'''

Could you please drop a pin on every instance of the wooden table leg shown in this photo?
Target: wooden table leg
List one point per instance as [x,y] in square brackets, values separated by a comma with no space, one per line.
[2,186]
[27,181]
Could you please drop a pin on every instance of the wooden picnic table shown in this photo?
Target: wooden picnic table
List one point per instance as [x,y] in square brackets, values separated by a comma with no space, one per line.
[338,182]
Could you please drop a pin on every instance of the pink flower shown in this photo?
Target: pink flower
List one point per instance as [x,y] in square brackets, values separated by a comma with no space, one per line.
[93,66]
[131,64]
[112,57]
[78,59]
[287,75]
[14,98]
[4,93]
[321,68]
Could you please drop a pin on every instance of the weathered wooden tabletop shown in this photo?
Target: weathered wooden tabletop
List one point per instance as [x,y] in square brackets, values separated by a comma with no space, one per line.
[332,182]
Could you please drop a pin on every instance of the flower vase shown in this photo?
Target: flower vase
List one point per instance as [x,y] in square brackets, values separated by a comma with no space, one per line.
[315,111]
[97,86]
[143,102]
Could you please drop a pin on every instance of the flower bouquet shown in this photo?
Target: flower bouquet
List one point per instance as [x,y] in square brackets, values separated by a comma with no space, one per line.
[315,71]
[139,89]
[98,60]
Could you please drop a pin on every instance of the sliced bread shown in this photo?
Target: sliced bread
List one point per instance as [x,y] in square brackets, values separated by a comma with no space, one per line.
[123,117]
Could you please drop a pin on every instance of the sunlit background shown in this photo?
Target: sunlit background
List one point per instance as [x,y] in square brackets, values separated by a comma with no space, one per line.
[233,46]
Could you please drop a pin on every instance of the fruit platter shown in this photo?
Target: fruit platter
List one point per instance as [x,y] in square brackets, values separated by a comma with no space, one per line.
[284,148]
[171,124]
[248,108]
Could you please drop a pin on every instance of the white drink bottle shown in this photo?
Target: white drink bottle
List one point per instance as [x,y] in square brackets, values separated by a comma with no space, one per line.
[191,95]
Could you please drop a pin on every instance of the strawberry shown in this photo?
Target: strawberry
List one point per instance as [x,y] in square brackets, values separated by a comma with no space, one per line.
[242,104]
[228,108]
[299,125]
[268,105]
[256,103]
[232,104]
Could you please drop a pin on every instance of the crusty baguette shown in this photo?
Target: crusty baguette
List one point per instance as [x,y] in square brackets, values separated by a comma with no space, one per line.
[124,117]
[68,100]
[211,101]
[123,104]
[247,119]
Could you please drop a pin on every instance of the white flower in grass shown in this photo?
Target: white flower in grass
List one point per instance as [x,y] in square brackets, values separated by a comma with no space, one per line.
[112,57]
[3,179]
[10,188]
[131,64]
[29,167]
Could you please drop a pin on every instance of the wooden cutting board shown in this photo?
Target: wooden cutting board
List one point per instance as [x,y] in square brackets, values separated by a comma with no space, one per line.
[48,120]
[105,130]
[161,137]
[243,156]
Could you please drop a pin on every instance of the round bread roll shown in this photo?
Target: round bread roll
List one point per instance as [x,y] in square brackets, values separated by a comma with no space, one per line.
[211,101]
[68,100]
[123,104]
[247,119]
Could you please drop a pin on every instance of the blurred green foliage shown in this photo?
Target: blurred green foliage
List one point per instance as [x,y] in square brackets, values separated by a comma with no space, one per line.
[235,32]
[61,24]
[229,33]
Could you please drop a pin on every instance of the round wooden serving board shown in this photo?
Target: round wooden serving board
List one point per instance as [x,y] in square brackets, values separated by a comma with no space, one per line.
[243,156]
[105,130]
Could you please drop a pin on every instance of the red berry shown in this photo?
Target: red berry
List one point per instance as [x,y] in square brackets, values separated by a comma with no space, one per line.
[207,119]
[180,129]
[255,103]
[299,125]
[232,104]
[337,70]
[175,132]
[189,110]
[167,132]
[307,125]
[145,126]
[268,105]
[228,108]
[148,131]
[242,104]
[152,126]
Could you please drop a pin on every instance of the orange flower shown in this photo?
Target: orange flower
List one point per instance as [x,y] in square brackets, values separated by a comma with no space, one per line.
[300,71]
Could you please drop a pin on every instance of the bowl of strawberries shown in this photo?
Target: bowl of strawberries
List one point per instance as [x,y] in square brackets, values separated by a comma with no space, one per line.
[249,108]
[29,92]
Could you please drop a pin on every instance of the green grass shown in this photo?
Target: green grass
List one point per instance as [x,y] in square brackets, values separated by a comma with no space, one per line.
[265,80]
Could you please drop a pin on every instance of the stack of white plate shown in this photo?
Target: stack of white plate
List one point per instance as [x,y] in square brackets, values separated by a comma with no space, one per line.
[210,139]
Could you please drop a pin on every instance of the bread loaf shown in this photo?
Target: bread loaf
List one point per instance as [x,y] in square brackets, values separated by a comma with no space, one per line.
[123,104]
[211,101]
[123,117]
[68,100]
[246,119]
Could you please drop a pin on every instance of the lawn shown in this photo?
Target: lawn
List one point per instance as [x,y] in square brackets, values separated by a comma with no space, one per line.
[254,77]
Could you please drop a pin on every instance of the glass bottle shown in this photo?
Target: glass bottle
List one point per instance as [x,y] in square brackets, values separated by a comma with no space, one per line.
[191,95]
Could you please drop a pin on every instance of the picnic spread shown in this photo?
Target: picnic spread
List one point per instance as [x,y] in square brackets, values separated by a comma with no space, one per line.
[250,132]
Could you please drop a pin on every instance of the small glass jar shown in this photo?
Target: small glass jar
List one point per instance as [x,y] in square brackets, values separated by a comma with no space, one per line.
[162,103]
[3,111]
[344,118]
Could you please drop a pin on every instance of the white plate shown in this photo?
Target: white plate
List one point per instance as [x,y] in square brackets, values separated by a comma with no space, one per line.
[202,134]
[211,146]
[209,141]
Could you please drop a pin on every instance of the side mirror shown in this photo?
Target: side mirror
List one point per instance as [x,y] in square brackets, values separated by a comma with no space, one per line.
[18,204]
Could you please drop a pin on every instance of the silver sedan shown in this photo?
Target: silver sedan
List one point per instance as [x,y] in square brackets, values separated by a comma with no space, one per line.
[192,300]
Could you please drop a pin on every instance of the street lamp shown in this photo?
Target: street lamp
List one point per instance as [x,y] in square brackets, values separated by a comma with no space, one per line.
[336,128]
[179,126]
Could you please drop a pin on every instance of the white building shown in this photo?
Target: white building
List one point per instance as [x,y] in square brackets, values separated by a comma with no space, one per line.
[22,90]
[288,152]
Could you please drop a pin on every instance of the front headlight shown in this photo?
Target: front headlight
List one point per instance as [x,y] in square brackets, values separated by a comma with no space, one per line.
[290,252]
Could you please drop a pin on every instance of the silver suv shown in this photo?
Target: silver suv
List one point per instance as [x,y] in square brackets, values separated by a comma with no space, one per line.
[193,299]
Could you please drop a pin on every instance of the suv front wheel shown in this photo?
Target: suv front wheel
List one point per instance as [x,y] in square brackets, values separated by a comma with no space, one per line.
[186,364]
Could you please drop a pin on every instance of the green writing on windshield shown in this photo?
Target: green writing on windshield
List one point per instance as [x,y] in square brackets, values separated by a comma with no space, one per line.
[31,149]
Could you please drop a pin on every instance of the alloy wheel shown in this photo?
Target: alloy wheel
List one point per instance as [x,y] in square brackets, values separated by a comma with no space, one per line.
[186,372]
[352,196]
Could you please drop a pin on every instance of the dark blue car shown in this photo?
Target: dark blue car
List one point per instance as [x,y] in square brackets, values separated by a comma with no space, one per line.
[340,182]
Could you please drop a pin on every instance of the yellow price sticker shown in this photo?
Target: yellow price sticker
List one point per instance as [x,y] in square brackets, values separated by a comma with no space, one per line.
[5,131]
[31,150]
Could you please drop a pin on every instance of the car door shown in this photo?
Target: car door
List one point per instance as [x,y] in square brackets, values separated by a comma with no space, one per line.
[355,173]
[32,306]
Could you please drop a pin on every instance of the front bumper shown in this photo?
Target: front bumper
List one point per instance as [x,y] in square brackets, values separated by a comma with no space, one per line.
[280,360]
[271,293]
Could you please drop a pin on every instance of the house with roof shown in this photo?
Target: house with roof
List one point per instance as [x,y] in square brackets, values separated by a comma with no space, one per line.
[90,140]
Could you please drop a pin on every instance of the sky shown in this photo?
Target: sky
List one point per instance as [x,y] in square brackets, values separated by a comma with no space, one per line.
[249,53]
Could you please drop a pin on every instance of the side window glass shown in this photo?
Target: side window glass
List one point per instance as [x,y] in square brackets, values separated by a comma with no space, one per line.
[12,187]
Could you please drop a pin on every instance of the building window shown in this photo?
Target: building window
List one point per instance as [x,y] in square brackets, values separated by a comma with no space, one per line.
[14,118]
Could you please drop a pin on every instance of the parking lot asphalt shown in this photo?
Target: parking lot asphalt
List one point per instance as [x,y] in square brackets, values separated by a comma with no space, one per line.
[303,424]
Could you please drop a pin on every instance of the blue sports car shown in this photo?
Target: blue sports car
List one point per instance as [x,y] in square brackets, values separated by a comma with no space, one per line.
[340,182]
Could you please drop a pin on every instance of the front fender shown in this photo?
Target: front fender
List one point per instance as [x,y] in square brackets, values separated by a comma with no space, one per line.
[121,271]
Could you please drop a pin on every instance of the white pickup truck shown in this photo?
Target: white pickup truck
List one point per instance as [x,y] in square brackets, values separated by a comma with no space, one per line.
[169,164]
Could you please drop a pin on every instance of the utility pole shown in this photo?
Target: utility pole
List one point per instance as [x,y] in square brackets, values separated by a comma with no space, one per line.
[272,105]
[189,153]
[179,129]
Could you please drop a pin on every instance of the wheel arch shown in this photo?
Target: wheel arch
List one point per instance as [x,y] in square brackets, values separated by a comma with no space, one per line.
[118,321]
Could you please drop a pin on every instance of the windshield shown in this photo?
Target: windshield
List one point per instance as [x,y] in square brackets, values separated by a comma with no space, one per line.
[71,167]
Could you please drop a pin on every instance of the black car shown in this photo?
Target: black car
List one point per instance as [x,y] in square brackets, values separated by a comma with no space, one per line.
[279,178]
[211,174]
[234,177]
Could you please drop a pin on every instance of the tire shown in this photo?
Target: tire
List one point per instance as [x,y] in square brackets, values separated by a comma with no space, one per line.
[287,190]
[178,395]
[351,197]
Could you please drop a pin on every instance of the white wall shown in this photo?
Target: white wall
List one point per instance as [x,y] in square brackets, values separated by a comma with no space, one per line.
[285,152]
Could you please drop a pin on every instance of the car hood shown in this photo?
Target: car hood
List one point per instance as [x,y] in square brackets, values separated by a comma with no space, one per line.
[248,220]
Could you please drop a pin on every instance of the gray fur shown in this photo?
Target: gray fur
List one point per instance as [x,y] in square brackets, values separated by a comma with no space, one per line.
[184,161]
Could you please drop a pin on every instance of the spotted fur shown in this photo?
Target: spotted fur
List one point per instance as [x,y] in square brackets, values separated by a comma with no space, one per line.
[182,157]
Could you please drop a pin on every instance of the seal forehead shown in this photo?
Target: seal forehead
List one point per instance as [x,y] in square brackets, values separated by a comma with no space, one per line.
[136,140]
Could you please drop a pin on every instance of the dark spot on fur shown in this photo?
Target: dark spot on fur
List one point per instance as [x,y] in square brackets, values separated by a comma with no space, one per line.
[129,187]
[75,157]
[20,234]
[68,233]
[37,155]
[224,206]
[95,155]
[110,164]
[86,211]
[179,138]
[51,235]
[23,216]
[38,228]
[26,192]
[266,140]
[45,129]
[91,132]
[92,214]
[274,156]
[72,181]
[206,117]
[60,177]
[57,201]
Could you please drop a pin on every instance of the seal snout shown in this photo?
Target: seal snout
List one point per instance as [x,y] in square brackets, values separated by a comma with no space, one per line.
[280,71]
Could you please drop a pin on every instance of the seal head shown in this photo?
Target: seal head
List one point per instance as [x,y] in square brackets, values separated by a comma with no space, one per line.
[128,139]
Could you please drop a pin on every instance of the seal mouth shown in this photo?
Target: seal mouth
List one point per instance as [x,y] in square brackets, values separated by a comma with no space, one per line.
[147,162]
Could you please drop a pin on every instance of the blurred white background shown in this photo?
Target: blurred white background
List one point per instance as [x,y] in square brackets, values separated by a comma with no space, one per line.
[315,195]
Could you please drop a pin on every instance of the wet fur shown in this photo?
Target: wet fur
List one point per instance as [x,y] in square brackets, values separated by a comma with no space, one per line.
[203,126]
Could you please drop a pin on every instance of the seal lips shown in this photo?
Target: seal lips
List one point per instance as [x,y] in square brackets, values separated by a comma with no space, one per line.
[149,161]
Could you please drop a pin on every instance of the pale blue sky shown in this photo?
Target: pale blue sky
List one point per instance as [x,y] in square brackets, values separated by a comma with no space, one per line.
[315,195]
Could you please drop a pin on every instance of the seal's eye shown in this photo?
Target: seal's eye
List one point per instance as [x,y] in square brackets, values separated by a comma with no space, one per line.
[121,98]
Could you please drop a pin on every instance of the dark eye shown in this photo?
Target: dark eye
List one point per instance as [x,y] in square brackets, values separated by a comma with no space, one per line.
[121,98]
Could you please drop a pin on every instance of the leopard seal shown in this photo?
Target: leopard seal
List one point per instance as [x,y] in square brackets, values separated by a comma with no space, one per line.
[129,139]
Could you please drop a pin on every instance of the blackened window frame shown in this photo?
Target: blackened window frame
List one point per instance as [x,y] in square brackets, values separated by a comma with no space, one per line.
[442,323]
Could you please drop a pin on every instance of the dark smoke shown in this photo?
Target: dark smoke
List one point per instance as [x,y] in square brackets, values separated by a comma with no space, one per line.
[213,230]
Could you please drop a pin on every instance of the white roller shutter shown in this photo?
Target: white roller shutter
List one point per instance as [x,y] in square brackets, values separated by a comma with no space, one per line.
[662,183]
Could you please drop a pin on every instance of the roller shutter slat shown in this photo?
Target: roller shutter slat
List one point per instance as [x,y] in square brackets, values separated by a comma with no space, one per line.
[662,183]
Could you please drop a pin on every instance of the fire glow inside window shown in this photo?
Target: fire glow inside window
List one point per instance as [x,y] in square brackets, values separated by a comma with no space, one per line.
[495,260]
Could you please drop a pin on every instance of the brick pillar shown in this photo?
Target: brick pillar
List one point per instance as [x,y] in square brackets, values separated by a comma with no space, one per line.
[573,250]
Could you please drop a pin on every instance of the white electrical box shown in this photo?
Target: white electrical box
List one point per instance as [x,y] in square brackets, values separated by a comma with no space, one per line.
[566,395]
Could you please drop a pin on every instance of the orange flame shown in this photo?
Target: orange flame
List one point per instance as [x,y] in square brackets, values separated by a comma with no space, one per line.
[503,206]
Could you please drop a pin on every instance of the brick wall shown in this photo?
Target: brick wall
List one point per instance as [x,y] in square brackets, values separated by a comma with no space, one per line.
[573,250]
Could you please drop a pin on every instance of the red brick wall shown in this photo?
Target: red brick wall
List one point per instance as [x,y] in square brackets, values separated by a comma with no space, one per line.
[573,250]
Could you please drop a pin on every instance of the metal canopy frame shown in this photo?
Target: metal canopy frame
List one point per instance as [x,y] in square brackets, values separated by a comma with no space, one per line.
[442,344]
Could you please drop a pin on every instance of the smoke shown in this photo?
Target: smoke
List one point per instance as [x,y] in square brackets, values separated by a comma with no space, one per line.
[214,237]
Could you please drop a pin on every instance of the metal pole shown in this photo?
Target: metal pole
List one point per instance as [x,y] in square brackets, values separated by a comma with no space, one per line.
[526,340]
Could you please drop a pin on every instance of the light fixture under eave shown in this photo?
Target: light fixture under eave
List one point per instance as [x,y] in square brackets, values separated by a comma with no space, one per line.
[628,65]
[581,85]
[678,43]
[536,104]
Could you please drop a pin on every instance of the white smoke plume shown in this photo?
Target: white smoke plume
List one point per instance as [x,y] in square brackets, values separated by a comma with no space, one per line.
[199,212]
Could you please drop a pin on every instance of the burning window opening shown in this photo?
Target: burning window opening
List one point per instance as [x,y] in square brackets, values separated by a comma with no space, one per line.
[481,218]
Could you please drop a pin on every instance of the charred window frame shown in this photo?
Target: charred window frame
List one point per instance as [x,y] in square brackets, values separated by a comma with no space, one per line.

'''

* What to produce
Include both ends. Return the line holding "plume shown in this photo?" and all lines after it in the records above, exactly as written.

* Completed exercise
Could you please drop a pin on every instance of the white smoke plume shown in this photo?
Target: white smoke plume
List one point per instance as [x,y] in square brackets, values separated by a comma with no space, one per line.
[199,212]
Could you please drop a pin on every instance of the burning window opening shown in this photo?
Target: burning window opening
List one point per instance as [x,y] in square brackets, values separated by a comma with no space, one per line.
[481,218]
Could you please drop a pin on every instance of the charred window frame shown in this photo?
Target: charred window frame
List one point per instance as [x,y] in square brackets, values separated by a comma with no space, one per line.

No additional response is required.